Exercise requirements:
Count the lines in the items below that contain the string "soccer", and reply with the number alone.

#### Records shown

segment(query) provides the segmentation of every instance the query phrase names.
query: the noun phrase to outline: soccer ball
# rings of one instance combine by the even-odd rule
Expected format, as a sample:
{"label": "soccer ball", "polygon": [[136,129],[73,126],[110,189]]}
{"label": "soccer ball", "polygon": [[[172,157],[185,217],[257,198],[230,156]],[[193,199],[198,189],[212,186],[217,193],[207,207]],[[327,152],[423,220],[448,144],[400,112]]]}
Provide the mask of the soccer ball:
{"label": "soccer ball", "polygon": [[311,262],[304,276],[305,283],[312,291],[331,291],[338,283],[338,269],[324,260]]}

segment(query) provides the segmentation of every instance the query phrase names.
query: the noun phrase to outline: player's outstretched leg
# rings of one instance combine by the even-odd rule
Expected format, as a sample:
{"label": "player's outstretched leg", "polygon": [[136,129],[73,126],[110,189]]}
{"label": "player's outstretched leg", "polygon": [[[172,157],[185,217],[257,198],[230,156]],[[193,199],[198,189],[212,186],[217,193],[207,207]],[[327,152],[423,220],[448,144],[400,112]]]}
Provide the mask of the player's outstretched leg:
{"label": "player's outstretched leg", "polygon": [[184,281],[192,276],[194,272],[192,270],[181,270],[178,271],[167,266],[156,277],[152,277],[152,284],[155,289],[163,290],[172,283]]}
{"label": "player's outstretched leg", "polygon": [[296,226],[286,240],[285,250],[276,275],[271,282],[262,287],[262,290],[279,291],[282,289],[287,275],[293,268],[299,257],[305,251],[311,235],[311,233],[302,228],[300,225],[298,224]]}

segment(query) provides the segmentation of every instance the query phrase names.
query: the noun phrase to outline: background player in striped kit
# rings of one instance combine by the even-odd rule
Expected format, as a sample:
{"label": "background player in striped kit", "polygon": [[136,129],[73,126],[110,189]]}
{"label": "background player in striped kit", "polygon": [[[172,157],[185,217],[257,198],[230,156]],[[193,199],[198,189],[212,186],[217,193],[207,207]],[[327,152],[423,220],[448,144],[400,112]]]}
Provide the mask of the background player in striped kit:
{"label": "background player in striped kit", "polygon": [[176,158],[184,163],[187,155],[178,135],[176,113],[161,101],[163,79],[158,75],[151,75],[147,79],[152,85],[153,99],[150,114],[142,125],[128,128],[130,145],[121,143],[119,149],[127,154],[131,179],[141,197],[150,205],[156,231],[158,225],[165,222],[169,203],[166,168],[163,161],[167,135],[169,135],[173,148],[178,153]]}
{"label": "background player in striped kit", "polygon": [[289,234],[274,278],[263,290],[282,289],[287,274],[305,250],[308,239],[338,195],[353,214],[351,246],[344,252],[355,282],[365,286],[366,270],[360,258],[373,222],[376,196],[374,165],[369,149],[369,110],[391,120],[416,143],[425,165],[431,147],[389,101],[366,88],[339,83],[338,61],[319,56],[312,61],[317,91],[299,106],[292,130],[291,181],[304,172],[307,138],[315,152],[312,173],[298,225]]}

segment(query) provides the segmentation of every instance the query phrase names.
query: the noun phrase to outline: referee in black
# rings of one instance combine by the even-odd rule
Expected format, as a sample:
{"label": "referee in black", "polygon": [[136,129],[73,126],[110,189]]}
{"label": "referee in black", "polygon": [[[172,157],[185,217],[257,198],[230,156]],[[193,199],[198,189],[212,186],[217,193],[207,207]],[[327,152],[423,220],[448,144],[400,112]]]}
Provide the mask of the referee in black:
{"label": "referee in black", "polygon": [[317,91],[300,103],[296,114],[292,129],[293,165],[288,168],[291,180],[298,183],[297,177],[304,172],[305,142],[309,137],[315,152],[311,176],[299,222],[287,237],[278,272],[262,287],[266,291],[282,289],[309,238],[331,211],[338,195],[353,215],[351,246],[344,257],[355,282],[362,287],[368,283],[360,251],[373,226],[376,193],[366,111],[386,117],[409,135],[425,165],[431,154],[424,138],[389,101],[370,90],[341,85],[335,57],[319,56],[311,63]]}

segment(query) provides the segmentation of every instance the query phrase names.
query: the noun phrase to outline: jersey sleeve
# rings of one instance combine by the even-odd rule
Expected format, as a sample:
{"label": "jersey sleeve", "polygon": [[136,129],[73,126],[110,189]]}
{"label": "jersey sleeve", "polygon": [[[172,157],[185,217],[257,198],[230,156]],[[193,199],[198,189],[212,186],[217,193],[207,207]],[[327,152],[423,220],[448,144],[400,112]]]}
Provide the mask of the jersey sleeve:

########

Result of the task:
5